--- Start of EXTRACTED MATERIAL ---
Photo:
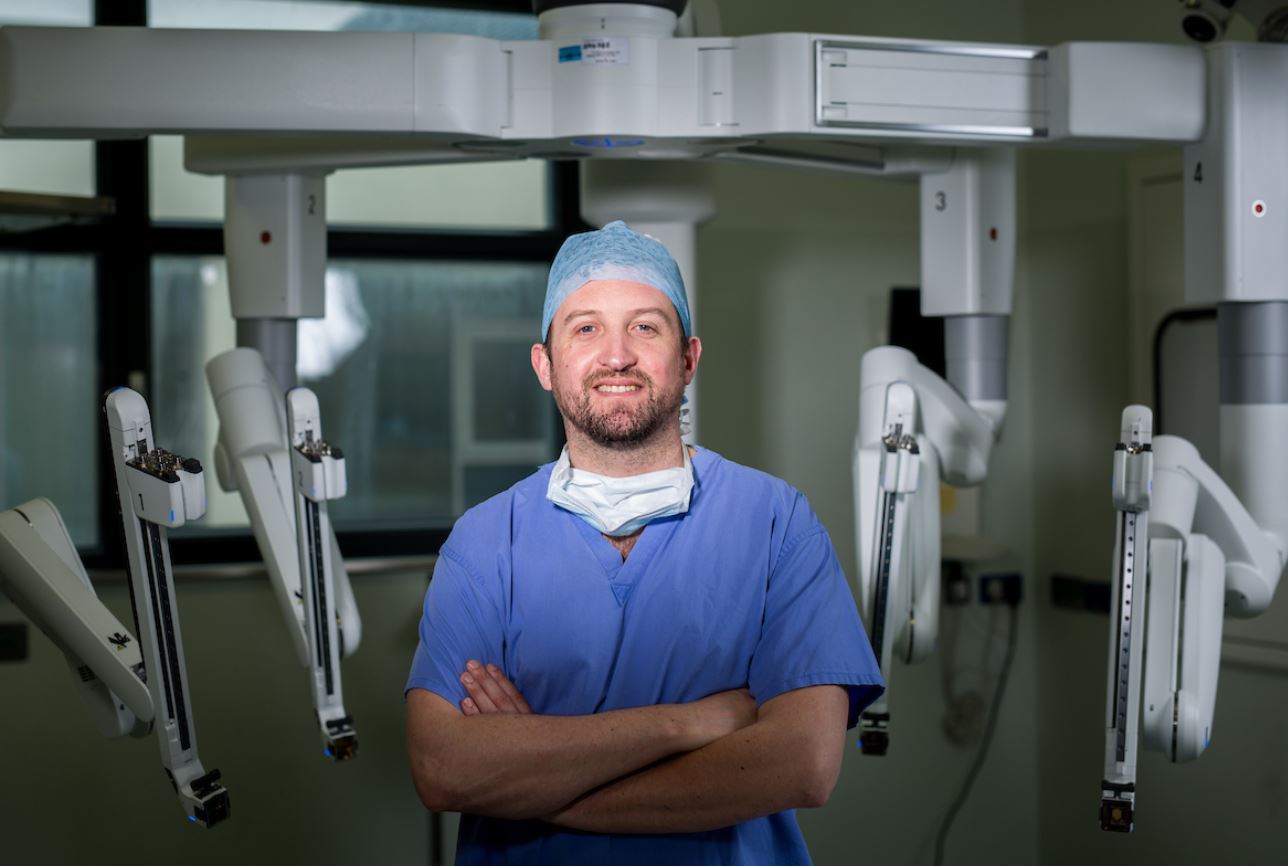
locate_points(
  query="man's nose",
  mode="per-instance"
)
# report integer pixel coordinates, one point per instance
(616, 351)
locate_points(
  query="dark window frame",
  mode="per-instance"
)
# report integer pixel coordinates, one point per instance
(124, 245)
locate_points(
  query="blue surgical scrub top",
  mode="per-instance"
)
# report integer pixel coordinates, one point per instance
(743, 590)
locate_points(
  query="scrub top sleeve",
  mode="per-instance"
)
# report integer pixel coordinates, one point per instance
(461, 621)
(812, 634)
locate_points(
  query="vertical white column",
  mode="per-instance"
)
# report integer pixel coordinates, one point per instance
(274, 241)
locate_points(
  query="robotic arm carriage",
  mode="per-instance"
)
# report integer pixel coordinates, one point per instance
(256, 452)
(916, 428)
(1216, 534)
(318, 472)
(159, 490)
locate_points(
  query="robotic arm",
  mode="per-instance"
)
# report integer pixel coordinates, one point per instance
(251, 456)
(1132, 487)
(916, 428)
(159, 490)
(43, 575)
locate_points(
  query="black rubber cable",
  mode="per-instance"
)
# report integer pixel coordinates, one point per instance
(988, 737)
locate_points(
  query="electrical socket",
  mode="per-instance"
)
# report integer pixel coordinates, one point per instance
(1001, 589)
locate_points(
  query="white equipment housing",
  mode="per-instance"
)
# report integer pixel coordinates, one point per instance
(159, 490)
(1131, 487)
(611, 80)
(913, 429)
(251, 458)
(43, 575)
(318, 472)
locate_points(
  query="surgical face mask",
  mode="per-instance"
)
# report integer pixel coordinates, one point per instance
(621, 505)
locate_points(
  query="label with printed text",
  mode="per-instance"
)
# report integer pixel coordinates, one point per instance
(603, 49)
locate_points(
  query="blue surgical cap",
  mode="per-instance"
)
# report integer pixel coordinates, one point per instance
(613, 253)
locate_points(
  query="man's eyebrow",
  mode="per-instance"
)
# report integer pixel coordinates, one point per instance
--- End of EXTRACTED MATERIAL ---
--- Start of EXTRACTED MATERIAL ---
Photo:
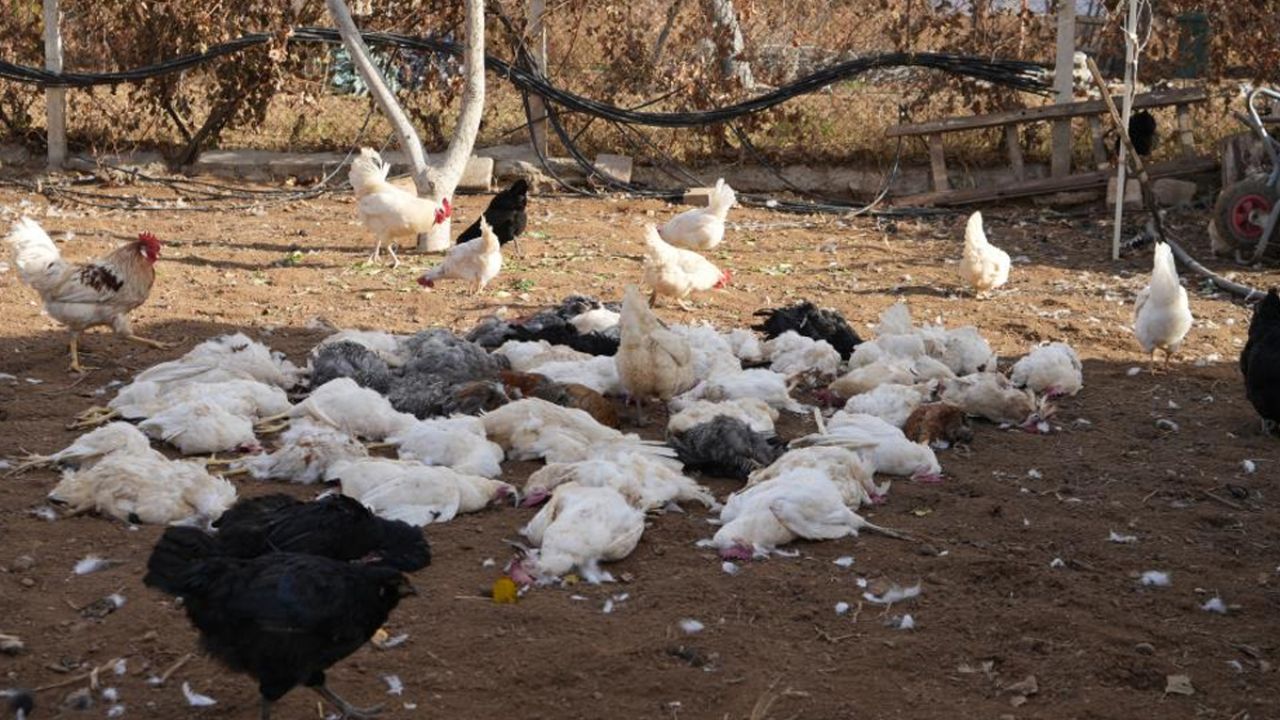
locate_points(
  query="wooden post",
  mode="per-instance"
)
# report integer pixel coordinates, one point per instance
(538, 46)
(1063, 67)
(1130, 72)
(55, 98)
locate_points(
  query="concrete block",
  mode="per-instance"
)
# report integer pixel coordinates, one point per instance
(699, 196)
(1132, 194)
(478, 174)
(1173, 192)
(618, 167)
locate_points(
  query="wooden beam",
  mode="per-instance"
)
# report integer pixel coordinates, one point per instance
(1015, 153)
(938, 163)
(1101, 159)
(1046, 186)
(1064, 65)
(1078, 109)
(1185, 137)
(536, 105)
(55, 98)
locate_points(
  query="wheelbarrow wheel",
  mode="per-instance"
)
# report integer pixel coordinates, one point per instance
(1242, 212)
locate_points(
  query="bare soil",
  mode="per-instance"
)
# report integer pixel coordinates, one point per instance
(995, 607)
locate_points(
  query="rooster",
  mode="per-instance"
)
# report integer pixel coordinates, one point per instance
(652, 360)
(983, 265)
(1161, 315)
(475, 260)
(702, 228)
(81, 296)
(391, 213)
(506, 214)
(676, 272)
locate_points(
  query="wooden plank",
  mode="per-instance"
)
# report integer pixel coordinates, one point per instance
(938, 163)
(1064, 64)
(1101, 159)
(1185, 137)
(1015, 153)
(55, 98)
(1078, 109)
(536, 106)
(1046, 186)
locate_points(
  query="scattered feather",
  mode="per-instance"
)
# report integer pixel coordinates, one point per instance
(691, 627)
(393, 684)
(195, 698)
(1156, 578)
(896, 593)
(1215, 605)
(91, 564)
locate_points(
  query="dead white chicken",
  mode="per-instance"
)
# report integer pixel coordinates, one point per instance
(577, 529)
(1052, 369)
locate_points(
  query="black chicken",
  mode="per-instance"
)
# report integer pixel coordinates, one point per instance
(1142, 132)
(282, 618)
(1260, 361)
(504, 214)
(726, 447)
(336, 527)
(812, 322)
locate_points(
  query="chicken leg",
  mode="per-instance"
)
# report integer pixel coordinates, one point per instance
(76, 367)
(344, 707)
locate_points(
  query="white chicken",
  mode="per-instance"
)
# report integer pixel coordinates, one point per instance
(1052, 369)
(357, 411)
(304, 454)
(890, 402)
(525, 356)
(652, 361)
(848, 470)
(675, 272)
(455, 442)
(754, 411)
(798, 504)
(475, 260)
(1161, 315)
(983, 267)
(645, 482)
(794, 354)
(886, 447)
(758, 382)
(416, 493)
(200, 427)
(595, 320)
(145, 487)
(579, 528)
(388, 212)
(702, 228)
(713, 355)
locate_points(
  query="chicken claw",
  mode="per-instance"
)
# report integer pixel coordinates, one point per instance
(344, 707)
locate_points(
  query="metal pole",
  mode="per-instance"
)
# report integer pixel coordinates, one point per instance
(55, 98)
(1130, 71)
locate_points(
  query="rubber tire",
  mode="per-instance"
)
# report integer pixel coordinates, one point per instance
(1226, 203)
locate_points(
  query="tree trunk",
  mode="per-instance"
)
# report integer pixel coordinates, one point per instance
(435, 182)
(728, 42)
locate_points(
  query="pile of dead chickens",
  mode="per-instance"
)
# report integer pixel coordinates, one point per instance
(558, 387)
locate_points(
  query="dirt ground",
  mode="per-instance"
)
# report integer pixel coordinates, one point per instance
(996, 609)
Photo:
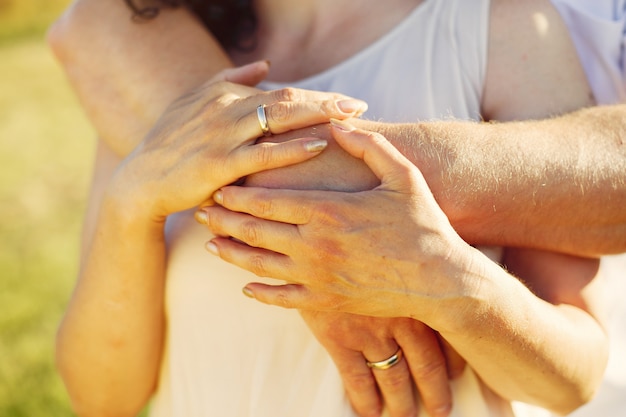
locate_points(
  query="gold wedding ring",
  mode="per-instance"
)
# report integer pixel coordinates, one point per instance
--- End of EXTRACTED MATERIAL ---
*WHAT YOU ARE ASKED TO DO*
Count the lines in the entries that contain the word "dead" and reply with only that number.

*FULL ANSWER*
2